▶ _WRITTEN TASK A_: In the article on contact center technology below, what does it say was expensive and complex in the old days?

Success depends on how you use technology—new or old.
Many contact center leaders are dissatisfied with their current technology. They believe that new technology is the key to achieving business goals. Yet many centers have substantial opportunities to optimize efficiency and improve the customer experience by getting more out of what they already have. Moreover, the challenges centers face won’t be fixed with new technology alone. Success depends on how you use technology—new or old.
In this article, we’ll share our view of the most underutilized technologies and provide suggestions on how centers can improve performance with renewed focus. Figure 1 provides a foundation for our discussion.
Expand the Role of Data
Contact centers should review the information contained in their enterprise databases to see if they are getting the most out of this treasure trove. This review should leverage internal (agent) and external (customer) perspectives. For customers, data can be used to create a concierge experience, thereby communicating “we know you.” For agents, data-directed routing and guided contact handling helps them interact efficiently, with targeted information.
In the old days, using data in your contact center telephony processes via CTI (computer telephony integration) was expensive and complex. Only the larger centers had the resources to implement “screen pops.” With customer information systems (e.g., CRM or core enterprise systems) evolving to browser-based and centers using SIP and web services, CTI should now be a given for everyone!

▶ _DATA LISTING_:
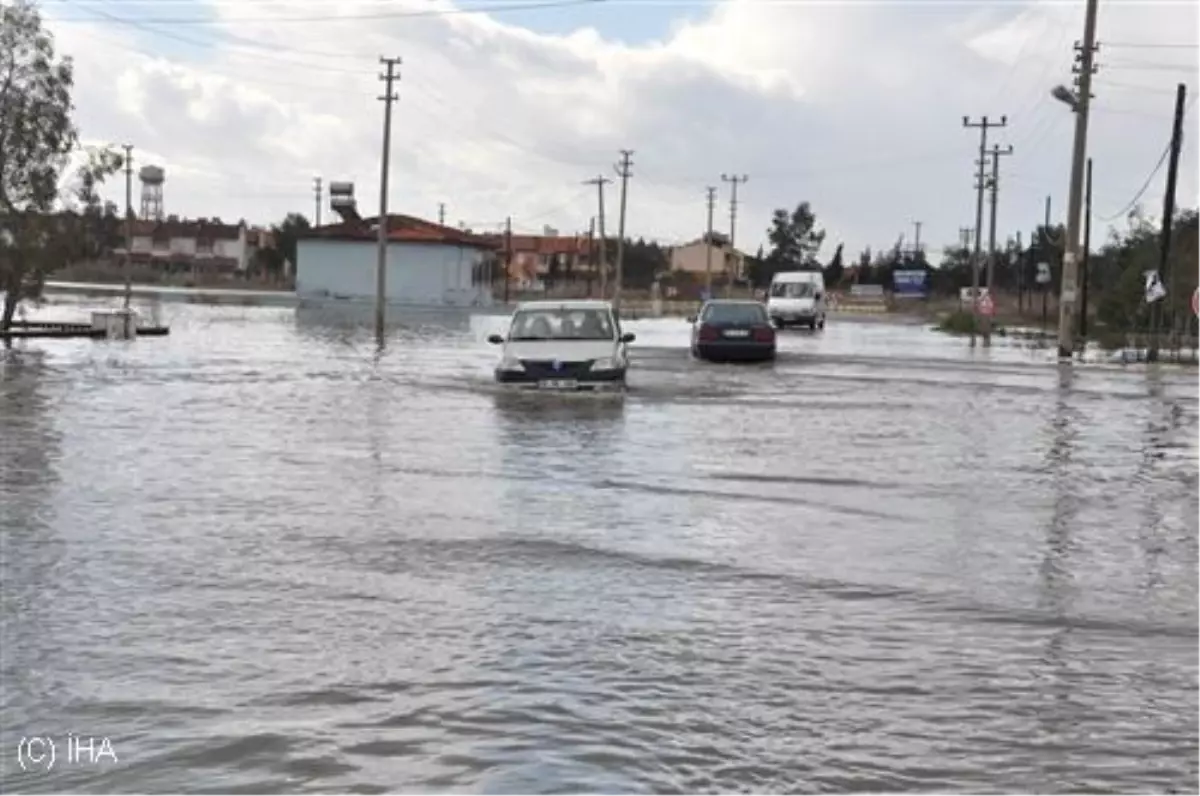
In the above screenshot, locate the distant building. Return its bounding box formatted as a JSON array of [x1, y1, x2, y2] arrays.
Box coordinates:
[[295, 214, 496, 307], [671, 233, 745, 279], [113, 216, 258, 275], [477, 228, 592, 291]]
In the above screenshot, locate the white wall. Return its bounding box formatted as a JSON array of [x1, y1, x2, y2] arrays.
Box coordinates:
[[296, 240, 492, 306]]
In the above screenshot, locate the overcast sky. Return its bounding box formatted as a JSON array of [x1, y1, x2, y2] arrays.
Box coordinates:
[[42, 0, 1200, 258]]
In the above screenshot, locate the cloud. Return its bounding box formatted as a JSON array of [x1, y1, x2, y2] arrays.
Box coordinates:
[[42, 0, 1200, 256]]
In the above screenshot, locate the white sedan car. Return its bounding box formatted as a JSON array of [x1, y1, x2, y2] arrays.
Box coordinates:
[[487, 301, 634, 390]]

▶ _WRITTEN TASK B_: Turn the entries from the line containing "In the above screenshot, locate the cloud." through the end of the entries, inclusive, into a two-column CSV with the headers task and answer. Each row should hold one entry's text and its answer, with each value in a single quoted field and any line breaks replaced by spaces.

▶ _FULL RESPONSE A_: Using data in contact center telephony processes via CTI (computer telephony integration).

▶ _FULL RESPONSE B_:
task,answer
"In the above screenshot, locate the cloud. Return its bounding box formatted as a JSON array of [x1, y1, x2, y2] arrays. Box coordinates:","[[42, 0, 1200, 256]]"
"In the above screenshot, locate the white sedan car. Return its bounding box formatted as a JSON array of [x1, y1, x2, y2] arrays. Box coordinates:","[[487, 301, 634, 390]]"